Text shown:
╭──
CA Democratic Congressional Members Applaud $203 million in Broadband Grants to California
Funding will provide advanced Internet infrastructure for
community colleges, rural areas and public safety agencies
California - California Democratic Congressional Members issued the following statement in response to today’s announcement by the Commerce Department’s National Telecommunications and Information Administration (NTIA) that California will receive approximately $203 million in funds from the American Recovery and Reinvestment Act, under the Broadband Technology Opportunity Program.
On May 19, 2010, 18 Members of the California Democratic Congressional Delegation sent a letter to the NTIA in support of California’s Broadband grant applications. The letter can be found here: https://go.usa.gov/c56
"This funding will help our economy by investing in what California does best—innovating and expanding access to advanced technology," noted CA Democratic Delegation Chair, Zoe Lofgren (CA-16). "Through these projects, we will continue to build out our vital broadband infrastructure, bridge the digital divide, expand high speed Internet access to our community colleges and libraries, improve healthcare services and enhance public safety communications in the Bay Area. At the same time, this funding will create jobs in the technology, telecommunications and manufacturing sectors. The funds announced today are another important investments towards our economic recovery."
╰──
Given data:
╭──
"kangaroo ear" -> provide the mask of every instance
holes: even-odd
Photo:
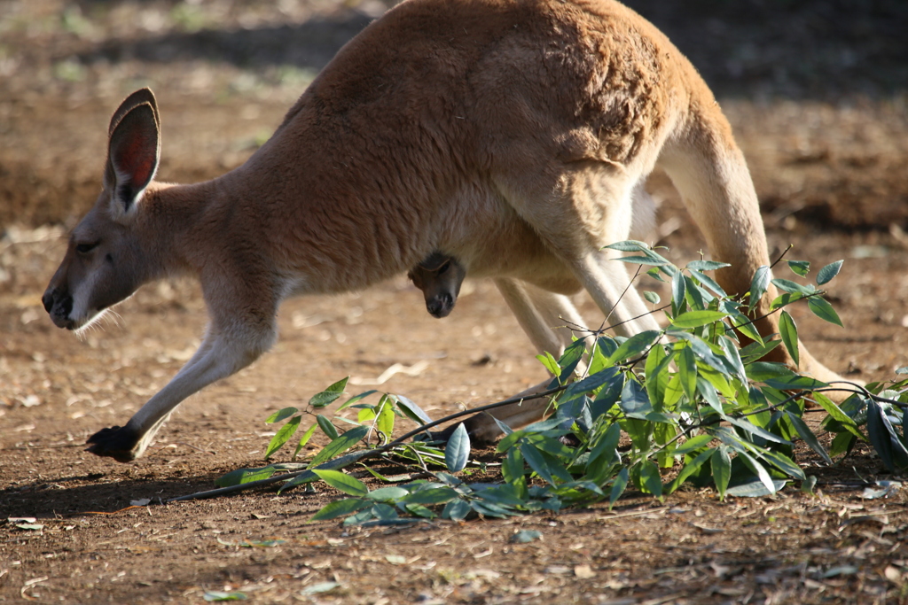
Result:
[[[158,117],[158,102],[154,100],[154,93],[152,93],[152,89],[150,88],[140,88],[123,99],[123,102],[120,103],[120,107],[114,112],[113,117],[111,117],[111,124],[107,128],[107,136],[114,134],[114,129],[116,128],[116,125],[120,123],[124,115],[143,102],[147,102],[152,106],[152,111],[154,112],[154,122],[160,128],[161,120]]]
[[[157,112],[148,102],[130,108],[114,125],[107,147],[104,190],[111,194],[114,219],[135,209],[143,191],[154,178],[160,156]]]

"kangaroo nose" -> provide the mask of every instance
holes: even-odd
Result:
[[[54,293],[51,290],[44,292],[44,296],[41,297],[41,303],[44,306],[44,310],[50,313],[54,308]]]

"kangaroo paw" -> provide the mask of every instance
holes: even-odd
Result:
╰──
Goals:
- 1) Reproduce the passage of the broadband grant statement starting at "CA Democratic Congressional" and ending at "Technology Opportunity Program.".
- 2) Using the broadband grant statement, decide whether each statement agrees with it, answering yes or no and quoting the deciding words: (a) California will receive approximately $300 million in broadband funds. (b) The funds come from the American Recovery and Reinvestment Act. (c) The letter to the NTIA was sent by 18 members of the California Democratic Congressional Delegation.
The listing is separate material, unrelated to the broadband grant statement.

Solutions:
- 1)
CA Democratic Congressional Members Applaud $203 million in Broadband Grants to California
Funding will provide advanced Internet infrastructure for
community colleges, rural areas and public safety agencies
California - California Democratic Congressional Members issued the following statement in response to today’s announcement by the Commerce Department’s National Telecommunications and Information Administration (NTIA) that California will receive approximately $203 million in funds from the American Recovery and Reinvestment Act, under the Broadband Technology Opportunity Program.

- 2)
(a) No: "California will receive approximately $203 million in funds"
(b) Yes: "in funds from the American Recovery and Reinvestment Act"
(c) Yes: "18 Members of the California Democratic Congressional Delegation sent a letter to the NTIA"